┌─ Data to use
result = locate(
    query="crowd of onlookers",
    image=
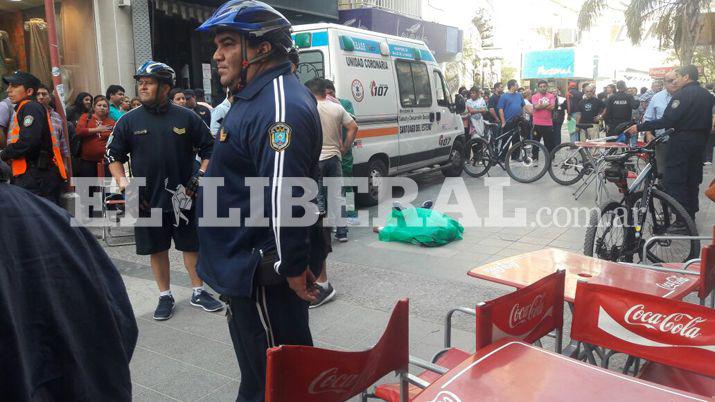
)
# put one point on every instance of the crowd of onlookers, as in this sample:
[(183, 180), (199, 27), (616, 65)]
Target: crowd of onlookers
[(543, 111), (91, 118)]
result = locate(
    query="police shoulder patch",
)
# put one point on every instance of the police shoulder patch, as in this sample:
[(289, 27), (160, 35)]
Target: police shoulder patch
[(279, 135)]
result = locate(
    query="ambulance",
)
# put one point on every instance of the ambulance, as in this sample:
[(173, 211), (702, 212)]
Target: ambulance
[(403, 108)]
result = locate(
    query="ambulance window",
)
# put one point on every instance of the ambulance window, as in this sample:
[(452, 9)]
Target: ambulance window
[(413, 83), (442, 92), (404, 81), (311, 66), (423, 90)]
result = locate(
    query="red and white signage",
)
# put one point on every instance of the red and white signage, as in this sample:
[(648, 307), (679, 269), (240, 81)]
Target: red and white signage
[(528, 313), (670, 332)]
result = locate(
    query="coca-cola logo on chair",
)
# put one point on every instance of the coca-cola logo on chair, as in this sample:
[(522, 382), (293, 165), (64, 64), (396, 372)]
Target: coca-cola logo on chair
[(681, 324), (332, 380), (521, 314)]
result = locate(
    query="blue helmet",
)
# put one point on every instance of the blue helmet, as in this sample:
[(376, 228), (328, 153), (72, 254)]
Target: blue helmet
[(253, 18), (155, 69)]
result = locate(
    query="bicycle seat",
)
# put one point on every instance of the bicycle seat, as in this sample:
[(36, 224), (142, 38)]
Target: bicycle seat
[(622, 158)]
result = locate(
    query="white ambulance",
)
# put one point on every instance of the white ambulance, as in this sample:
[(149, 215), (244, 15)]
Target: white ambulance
[(402, 105)]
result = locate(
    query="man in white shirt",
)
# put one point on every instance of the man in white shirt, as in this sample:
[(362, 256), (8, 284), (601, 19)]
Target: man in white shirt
[(654, 111), (476, 106), (333, 117)]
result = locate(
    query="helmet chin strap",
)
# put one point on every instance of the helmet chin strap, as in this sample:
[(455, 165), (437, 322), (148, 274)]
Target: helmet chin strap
[(243, 74)]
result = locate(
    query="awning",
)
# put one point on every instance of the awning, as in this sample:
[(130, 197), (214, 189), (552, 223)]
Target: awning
[(185, 11)]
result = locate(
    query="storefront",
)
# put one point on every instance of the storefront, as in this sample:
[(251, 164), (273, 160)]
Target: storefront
[(444, 41), (24, 43), (175, 41), (558, 66)]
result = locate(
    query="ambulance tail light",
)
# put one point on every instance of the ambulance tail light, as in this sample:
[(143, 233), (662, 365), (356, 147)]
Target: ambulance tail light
[(346, 43), (303, 40)]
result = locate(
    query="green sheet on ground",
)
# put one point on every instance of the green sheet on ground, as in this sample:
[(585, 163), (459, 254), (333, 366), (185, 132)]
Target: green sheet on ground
[(421, 226)]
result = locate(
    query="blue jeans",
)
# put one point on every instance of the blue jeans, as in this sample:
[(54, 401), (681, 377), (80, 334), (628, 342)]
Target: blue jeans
[(332, 167)]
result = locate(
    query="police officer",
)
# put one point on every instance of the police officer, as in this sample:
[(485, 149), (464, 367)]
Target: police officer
[(32, 150), (161, 138), (619, 108), (690, 114), (272, 131)]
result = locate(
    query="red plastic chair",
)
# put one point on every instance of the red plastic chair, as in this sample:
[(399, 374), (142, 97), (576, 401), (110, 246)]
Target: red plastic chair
[(677, 338), (305, 373), (528, 314)]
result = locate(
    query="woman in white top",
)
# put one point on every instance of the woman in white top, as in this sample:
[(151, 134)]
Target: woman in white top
[(476, 106)]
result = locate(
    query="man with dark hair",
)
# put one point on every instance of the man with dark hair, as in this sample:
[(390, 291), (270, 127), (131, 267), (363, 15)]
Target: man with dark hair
[(493, 115), (510, 105), (44, 98), (201, 110), (544, 103), (272, 131), (333, 120), (161, 138), (115, 96), (590, 109), (573, 97), (619, 109), (32, 150), (690, 114)]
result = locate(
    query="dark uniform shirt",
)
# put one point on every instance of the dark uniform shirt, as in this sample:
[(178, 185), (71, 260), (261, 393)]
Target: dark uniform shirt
[(163, 146), (67, 330), (493, 102), (272, 131), (619, 108), (589, 109), (689, 111), (575, 97), (204, 113), (34, 134)]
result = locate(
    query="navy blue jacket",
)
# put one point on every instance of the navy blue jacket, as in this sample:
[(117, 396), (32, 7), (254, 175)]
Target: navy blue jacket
[(689, 111), (67, 329), (163, 143), (272, 131)]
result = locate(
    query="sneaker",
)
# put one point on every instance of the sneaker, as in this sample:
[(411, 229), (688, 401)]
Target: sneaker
[(165, 308), (206, 301), (324, 296)]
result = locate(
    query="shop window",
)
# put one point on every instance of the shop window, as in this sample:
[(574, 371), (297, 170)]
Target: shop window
[(312, 65), (413, 83)]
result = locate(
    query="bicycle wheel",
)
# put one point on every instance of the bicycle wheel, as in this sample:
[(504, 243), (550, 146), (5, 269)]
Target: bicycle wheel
[(660, 220), (609, 234), (477, 160), (527, 161), (567, 164)]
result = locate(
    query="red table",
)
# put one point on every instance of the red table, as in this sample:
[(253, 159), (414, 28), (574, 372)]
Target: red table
[(524, 269), (510, 370)]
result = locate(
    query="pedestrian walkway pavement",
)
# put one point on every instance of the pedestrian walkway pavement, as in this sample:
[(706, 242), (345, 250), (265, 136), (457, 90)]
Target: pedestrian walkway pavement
[(190, 357)]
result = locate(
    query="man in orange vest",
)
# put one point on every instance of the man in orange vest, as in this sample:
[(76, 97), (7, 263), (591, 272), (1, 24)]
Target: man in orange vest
[(32, 149)]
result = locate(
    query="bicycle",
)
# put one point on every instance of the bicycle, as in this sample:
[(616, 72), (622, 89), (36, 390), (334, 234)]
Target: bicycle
[(518, 156), (619, 230)]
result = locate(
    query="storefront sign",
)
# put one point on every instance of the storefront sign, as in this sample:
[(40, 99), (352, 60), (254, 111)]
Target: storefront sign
[(445, 42), (556, 63)]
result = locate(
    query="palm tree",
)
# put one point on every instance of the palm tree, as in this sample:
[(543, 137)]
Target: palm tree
[(675, 23)]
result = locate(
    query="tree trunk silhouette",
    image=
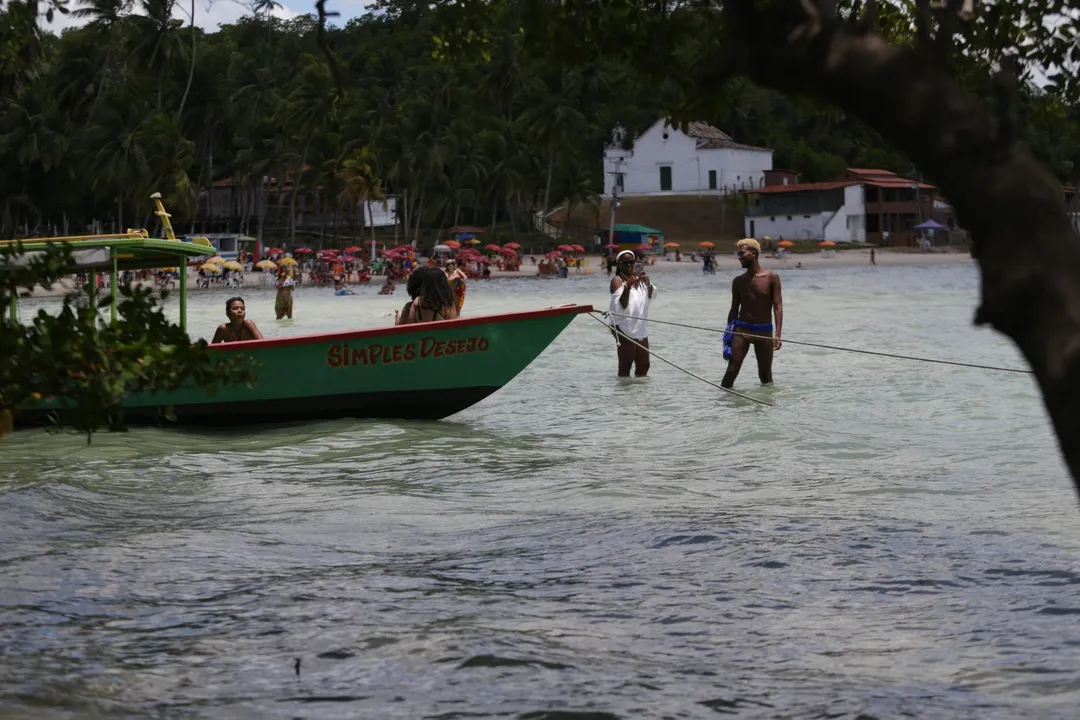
└─
Pull out each line from the entries above that contains the word "walkway", counting only matches with the same uppercase and lowercase letters.

§ Task response:
    query="pedestrian walkway pavement",
# put one point on every instance of the pedestrian walkway pavement, as in this sample:
Target: pedestrian walkway pavement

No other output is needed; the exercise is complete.